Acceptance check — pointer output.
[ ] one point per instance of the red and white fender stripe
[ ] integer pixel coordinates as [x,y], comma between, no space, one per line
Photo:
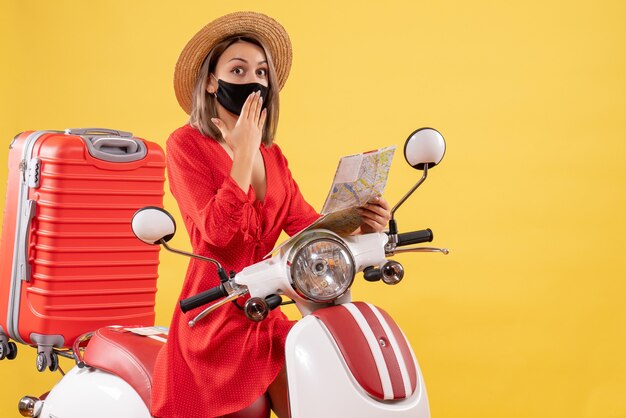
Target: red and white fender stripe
[396,349]
[390,362]
[374,345]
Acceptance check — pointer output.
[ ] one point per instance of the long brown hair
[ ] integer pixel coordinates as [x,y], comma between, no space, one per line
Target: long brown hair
[204,104]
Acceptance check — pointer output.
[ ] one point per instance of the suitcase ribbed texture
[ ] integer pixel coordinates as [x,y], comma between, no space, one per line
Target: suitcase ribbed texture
[88,269]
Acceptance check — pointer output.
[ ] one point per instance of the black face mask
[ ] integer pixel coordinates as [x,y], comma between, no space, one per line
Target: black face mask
[233,96]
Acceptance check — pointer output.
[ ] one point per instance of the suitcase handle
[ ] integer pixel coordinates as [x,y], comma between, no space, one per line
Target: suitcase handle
[97,131]
[128,146]
[116,149]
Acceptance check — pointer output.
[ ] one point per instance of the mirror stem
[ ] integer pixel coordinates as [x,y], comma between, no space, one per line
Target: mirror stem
[199,257]
[406,196]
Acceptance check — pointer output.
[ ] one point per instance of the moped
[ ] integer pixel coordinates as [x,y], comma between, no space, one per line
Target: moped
[343,358]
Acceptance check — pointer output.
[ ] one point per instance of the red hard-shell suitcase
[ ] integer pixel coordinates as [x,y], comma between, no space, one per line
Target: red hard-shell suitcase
[70,261]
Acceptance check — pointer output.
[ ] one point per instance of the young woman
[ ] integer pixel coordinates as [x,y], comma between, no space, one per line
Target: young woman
[236,194]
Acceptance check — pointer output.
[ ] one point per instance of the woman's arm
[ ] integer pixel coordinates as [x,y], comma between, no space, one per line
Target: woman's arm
[220,212]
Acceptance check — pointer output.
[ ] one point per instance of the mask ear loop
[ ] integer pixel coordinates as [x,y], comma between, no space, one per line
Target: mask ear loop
[218,86]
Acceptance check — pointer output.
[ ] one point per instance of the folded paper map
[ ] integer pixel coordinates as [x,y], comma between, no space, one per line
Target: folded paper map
[359,178]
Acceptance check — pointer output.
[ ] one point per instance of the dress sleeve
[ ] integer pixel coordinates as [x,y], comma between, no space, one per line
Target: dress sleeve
[300,214]
[220,212]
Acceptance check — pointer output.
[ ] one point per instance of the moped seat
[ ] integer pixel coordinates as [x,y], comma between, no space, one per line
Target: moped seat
[125,354]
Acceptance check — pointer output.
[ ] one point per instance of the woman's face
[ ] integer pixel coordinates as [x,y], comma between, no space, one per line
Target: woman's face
[241,63]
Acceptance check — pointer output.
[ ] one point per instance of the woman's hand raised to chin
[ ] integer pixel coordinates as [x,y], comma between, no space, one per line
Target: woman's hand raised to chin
[244,139]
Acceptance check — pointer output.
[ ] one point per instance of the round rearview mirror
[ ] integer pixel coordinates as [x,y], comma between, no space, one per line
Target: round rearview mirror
[152,224]
[424,147]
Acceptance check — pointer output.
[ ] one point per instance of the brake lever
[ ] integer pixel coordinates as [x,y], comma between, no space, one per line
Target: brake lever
[444,251]
[231,297]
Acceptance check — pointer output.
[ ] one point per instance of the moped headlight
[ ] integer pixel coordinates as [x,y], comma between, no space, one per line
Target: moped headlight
[321,267]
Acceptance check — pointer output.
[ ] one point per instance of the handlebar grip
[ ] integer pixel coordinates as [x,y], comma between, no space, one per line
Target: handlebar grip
[203,298]
[415,237]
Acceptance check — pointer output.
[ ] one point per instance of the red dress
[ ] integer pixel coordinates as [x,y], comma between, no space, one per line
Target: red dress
[226,361]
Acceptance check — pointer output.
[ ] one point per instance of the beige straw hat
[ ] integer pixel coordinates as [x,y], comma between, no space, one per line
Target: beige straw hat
[271,33]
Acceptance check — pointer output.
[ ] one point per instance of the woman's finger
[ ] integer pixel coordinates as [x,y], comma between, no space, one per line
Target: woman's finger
[255,110]
[262,119]
[378,210]
[221,126]
[245,110]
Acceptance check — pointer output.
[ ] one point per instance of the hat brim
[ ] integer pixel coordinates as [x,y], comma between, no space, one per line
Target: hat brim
[268,30]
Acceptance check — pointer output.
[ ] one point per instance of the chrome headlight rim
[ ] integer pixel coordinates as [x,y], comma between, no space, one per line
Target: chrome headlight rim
[304,241]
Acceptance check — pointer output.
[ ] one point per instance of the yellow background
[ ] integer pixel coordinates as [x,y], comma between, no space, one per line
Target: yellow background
[526,317]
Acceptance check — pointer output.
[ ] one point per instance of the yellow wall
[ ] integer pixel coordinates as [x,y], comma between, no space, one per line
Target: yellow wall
[525,318]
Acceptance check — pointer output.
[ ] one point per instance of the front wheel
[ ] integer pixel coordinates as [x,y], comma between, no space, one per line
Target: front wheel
[42,362]
[12,352]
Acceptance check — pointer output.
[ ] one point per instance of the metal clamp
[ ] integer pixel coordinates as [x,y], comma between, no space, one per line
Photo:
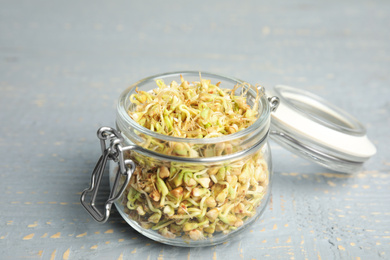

EXERCISE:
Which lines in the records above contain the string "headlight"? Locate each one and copy it in full, treating the match as case-sensitive.

EXERCISE ANSWER:
[ ] one point per instance of the moped headlight
Target: moped headlight
[ ] one point per instance of the chrome headlight rim
Target: chrome headlight rim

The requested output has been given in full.